--- Exercise objective ---
Reproduce the data below word for word, leaving out the pictures.
** Start of Records to use **
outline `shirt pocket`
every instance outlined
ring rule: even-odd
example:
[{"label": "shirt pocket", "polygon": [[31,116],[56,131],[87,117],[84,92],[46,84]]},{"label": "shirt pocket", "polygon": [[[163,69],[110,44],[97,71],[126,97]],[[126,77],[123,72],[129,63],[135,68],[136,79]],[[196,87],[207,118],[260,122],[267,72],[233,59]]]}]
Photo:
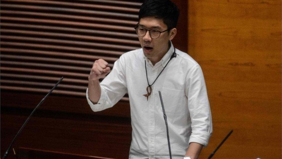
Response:
[{"label": "shirt pocket", "polygon": [[185,109],[185,96],[184,90],[163,87],[162,98],[166,113],[180,113]]}]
** End of Records to use **
--- Finished answer ---
outline `shirt pocket`
every instance outlined
ring rule: even-odd
example:
[{"label": "shirt pocket", "polygon": [[31,116],[56,131],[87,117],[84,92],[46,84]]},{"label": "shirt pocket", "polygon": [[[163,69],[110,44],[97,71],[126,97]],[[126,77],[123,72],[129,63],[135,68],[136,79]],[[196,87],[207,118],[260,122],[267,72],[233,59]]]}]
Photo:
Response:
[{"label": "shirt pocket", "polygon": [[185,109],[185,96],[184,90],[163,87],[162,98],[166,113],[180,113]]}]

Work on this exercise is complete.